» Brief
Write out precisely the lines beginning with the line that contains "Reviewer check: make sure each instance of the boy's blue" and ending with the last line of the entries, and no other lines.

** start Material to process **

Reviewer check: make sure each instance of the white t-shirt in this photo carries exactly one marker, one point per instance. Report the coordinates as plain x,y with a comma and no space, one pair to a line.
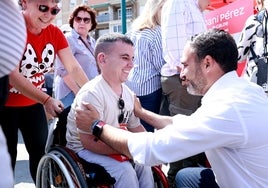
230,126
98,93
12,43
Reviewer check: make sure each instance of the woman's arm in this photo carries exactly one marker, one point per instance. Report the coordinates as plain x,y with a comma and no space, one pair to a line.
23,85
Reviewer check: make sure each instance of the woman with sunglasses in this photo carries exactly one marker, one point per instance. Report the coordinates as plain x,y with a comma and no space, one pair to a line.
27,103
82,21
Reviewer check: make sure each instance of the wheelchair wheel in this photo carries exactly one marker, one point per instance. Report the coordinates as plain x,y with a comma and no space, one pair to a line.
160,179
58,169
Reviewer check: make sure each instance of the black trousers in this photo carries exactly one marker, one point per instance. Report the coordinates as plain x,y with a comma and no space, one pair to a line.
32,123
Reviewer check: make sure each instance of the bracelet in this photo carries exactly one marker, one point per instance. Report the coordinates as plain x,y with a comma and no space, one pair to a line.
44,103
96,128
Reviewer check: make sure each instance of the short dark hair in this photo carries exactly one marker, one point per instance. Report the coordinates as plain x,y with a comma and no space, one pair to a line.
104,43
220,45
85,8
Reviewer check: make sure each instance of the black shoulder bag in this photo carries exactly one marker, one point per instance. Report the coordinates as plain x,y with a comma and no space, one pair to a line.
261,62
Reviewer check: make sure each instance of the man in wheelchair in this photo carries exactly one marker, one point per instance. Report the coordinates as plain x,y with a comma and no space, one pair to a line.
115,103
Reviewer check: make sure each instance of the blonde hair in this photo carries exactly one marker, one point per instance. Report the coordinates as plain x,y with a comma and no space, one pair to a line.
150,16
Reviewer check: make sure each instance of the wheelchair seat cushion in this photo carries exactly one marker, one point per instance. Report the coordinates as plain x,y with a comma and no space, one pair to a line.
96,174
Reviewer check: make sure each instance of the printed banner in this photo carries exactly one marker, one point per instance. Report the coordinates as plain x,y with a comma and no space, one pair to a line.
231,18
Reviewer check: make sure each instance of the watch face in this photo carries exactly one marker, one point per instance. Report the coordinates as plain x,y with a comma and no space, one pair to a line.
97,128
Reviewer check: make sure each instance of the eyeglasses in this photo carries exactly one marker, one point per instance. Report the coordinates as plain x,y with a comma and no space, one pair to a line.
121,106
54,11
79,19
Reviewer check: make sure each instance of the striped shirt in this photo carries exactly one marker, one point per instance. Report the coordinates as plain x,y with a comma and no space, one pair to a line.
13,36
144,78
181,19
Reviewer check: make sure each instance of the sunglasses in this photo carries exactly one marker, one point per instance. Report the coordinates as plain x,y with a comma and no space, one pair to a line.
54,11
79,19
121,106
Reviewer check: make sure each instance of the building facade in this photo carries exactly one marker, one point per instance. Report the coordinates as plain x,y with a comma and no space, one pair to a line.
109,14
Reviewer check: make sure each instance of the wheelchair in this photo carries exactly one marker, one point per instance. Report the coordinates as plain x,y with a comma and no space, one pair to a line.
60,167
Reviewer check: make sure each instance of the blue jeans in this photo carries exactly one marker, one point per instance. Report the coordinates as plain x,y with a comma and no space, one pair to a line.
68,99
152,103
195,177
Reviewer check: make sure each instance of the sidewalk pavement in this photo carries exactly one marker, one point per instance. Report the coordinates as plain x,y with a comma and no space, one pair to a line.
22,174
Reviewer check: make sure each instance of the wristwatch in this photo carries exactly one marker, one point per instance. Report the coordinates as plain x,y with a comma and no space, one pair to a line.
97,127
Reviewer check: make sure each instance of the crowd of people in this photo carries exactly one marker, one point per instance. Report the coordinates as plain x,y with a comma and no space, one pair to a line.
165,92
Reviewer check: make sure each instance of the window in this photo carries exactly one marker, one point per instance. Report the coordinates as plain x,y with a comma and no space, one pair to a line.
117,28
128,12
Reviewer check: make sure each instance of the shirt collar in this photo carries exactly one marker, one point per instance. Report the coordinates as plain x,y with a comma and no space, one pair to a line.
220,84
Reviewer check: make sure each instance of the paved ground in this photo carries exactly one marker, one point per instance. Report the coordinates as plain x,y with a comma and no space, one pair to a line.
22,175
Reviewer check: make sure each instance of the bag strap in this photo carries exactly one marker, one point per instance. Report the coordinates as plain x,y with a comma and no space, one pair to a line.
254,55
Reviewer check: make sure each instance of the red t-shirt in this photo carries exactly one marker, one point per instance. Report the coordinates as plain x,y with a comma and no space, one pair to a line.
38,59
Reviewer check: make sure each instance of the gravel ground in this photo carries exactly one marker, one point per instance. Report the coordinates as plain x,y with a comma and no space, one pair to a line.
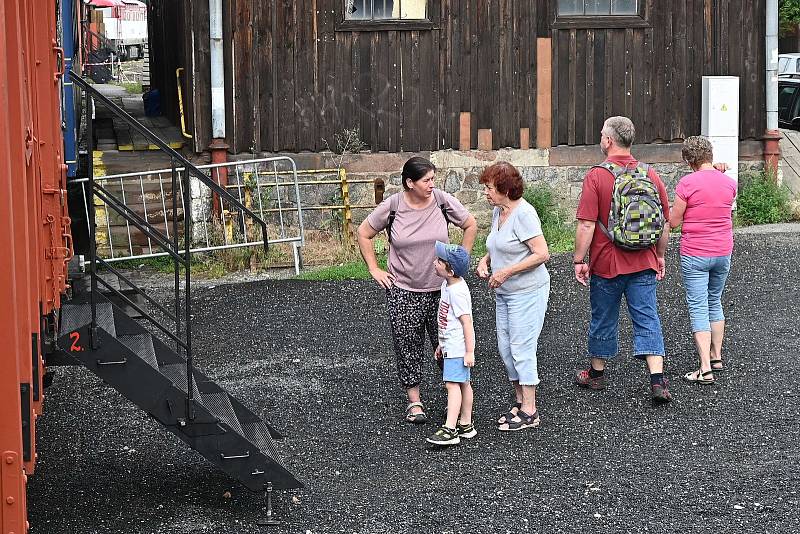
315,359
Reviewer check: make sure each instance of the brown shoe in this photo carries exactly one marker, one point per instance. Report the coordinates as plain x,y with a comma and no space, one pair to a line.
660,392
583,379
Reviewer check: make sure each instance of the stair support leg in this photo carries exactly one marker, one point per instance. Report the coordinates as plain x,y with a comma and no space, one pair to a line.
268,520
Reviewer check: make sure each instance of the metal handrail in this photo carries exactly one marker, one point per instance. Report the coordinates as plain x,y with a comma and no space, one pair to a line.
181,258
187,165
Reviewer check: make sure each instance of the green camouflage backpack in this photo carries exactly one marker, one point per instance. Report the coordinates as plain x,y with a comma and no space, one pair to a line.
636,218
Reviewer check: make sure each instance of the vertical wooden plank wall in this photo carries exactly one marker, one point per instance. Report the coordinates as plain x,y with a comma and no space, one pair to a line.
297,80
654,74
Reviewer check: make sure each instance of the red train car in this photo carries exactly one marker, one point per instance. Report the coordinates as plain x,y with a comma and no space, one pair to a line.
35,243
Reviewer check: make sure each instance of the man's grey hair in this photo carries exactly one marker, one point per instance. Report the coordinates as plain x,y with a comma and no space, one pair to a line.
621,130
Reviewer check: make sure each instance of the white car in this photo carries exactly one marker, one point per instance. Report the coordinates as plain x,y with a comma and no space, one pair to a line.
788,64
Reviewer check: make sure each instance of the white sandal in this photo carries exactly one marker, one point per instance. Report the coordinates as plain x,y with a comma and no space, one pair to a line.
416,418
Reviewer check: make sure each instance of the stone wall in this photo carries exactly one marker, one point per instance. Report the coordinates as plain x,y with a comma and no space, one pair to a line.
458,172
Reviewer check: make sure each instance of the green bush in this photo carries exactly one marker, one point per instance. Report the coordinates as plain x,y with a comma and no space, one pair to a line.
557,225
761,201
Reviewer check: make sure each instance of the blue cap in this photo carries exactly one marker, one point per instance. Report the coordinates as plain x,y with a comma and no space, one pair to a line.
455,255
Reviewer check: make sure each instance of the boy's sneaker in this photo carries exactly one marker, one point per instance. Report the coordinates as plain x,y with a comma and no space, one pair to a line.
585,381
660,392
466,431
444,436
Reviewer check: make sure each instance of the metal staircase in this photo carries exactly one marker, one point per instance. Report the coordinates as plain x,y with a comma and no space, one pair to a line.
154,377
149,361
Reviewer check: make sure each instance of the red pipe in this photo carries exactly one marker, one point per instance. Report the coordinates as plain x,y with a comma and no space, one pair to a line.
772,152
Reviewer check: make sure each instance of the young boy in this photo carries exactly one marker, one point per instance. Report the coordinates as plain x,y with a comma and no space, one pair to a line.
456,344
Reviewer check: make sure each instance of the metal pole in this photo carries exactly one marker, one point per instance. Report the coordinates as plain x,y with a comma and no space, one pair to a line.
92,229
217,70
772,137
187,243
175,260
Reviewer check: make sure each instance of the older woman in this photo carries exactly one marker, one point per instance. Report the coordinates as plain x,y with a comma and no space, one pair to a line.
414,219
703,207
515,269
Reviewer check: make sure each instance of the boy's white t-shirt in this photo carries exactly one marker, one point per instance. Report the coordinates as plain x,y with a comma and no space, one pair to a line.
454,302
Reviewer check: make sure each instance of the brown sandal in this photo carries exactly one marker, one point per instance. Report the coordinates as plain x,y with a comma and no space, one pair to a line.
699,377
510,414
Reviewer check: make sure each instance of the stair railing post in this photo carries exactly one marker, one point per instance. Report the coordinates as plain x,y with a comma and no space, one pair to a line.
175,260
92,220
187,243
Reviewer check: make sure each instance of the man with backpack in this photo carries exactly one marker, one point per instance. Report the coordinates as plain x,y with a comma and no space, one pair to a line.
622,225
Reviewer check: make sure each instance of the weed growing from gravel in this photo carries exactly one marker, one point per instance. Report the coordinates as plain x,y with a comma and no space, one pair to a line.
761,200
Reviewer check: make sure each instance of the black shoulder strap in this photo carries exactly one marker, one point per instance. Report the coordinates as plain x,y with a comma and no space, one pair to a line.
442,204
613,168
394,203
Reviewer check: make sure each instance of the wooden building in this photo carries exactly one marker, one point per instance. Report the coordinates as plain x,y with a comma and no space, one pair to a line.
427,75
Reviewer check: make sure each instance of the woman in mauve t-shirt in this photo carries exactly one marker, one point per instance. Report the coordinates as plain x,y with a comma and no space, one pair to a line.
703,208
411,283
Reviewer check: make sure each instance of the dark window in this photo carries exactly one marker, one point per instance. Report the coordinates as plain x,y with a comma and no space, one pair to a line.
368,10
601,14
598,7
785,97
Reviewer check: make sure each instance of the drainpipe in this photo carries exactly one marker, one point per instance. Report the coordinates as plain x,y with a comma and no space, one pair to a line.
772,136
218,147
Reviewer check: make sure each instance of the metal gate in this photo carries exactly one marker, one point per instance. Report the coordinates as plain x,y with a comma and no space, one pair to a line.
267,186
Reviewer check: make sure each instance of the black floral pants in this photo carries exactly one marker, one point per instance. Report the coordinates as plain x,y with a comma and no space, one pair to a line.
411,314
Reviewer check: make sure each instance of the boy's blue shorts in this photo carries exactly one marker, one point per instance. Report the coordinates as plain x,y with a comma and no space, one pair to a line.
455,370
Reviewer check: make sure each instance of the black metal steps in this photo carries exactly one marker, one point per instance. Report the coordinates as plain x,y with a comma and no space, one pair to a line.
153,376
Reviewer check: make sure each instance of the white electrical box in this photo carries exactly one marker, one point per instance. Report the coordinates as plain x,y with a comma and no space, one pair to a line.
726,150
720,106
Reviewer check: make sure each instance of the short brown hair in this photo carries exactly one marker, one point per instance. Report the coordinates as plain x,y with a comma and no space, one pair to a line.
697,150
505,178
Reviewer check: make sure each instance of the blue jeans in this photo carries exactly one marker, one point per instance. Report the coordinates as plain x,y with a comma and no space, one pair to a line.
519,321
605,296
704,279
454,370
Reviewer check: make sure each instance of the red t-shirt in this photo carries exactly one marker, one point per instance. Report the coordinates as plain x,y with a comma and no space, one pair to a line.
606,259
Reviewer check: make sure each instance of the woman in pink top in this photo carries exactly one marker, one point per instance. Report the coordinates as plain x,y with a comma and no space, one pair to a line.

** end Material to process **

» Exercise solution
Reviewer check: make sure each instance of the boy's blue shorts in this photo carries exactly one marker, one point per instance. Report the coordinates as plain x,y with a comma and no space, one pair to a line.
455,370
Reviewer check: make sure each instance of the black metal steps in this photo carries exactly one marker, one point per instance. Report the coordinates as plain x,y with a comma and no space, one pair to a line.
153,376
Reviewer check: make sure each instance of the white electrical box in this photo carries exactly one marker, one point per instance. Report the coordinates as plain x,y with a comma and no space, one pair to a line.
726,150
720,106
Reviewer check: make sure each instance of the short brown hair in this photo carries exactly one marker, one point per instance. Report the coordinates as plain x,y with a comma and no space, one pair to a line.
697,150
505,178
Reviewer check: make sure each instance of the blue jeans in this photo carries exactly one marker, one point per instance. Report the coordinates as plain x,y with a comma and no space, one pair to a line.
519,321
605,296
704,279
454,370
Reviewer check: make sure each instance of the red t-shirt in this photo carries exactly one marker, one point per instance. Report the coordinates as plain x,y with a comma and no space, one pair to a line.
606,259
Reviewer check: make sure each instance of the woman in pink top in this photo carries exactly one marker, one point per instance. Report the coordinates as plain x,y with a comma and no space, one pair to a line.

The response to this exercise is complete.